__EXERCISE DESCRIPTION__
Each line that follows is to be retyped exactly.

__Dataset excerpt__
========================================================================

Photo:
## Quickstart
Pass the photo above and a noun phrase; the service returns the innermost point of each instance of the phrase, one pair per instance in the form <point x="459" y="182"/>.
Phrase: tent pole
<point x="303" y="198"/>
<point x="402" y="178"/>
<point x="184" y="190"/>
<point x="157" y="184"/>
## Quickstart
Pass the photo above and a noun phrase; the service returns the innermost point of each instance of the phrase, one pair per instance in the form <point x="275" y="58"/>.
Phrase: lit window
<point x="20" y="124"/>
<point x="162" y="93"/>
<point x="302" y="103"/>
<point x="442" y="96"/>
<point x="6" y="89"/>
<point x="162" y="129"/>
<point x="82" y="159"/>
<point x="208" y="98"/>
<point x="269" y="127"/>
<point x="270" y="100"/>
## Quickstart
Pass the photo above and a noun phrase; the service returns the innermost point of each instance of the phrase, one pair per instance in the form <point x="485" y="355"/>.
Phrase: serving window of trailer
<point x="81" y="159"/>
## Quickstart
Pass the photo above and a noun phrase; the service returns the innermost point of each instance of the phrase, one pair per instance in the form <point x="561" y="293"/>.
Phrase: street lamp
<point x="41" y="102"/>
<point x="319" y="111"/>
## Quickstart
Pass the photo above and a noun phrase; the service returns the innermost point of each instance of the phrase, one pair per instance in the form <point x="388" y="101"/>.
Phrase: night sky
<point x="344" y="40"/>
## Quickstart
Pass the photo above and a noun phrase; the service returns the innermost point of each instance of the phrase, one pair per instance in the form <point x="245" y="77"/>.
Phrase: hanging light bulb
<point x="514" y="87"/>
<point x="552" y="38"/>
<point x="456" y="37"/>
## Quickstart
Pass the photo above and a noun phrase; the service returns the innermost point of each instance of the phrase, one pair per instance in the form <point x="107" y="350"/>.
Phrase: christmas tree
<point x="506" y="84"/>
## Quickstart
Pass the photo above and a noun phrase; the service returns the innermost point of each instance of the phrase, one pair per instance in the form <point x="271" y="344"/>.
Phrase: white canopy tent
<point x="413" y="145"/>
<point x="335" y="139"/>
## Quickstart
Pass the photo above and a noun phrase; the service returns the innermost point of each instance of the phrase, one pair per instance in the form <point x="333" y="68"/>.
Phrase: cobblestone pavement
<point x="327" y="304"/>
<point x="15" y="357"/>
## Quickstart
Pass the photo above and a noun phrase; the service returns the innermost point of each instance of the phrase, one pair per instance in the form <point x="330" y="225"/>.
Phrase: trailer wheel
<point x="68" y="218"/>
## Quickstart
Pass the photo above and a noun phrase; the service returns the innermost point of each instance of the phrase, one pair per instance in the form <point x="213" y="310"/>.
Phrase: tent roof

========================================================================

__RESULT OF THIS EXERCISE__
Photo:
## Quickstart
Pass the photo above and a noun phrase; the service returns the innermost point of each instance of the phrase, one pair per instance in the form <point x="459" y="182"/>.
Phrase: tent pole
<point x="303" y="198"/>
<point x="402" y="178"/>
<point x="184" y="190"/>
<point x="157" y="184"/>
## Quickstart
Pass the photo above and a noun phrase; the service returns the innermost point of each instance of the phrase, one pair per instance in the form <point x="275" y="58"/>.
Phrase: lit window
<point x="20" y="124"/>
<point x="162" y="93"/>
<point x="302" y="103"/>
<point x="442" y="96"/>
<point x="6" y="89"/>
<point x="162" y="129"/>
<point x="82" y="159"/>
<point x="208" y="98"/>
<point x="269" y="127"/>
<point x="270" y="100"/>
## Quickstart
Pass the photo above and a noun phrase; the service returns the innermost point of each instance of the phrase, one pair per instance in the form <point x="485" y="355"/>.
Phrase: serving window of trailer
<point x="81" y="159"/>
## Quickstart
Pass the photo above and a noun phrase; the service returns the innermost point of each instance of the phrase, one pair per instance in the form <point x="561" y="293"/>.
Phrase: street lamp
<point x="41" y="102"/>
<point x="319" y="111"/>
## Quickstart
Pass the photo above and a noun phrase; the service returns the innermost point of each instance of the phrase, one pair per instance in the form <point x="388" y="101"/>.
Phrase: night sky
<point x="344" y="40"/>
## Quickstart
Pass the photo above and a noun phrase; the service returns the innermost point of each instance of the phrase, one pair per instance in the form <point x="245" y="77"/>.
Phrase: hanging light bulb
<point x="514" y="87"/>
<point x="552" y="38"/>
<point x="456" y="37"/>
## Quickstart
Pass the photo above and a noun phrase; the service returns the innermost point of each instance of the phrase, one pair per instance in the form <point x="107" y="350"/>.
Phrase: christmas tree
<point x="506" y="84"/>
## Quickstart
Pass the photo above and a noun phrase; the service returns the innermost point of each instance of the phrase, one pair per instance in the form <point x="271" y="344"/>.
Phrase: white canopy tent
<point x="413" y="145"/>
<point x="335" y="139"/>
## Quickstart
Pass the photo above and a noun phrase; the service returns the innermost point of each instance of the phrase, one pair per instance in the form <point x="333" y="68"/>.
Phrase: cobblestone pavement
<point x="327" y="304"/>
<point x="15" y="357"/>
## Quickstart
Pass the photo above and a noun phrase; the service returns the innermost point of each instance of the phrase, one pair per instance in the form <point x="330" y="225"/>.
Phrase: trailer wheel
<point x="68" y="218"/>
## Quickstart
Pass the photo above and a noun phrase; the service returns the innermost point of each instance of the phrase, one pair per instance in the form <point x="213" y="310"/>.
Phrase: tent roof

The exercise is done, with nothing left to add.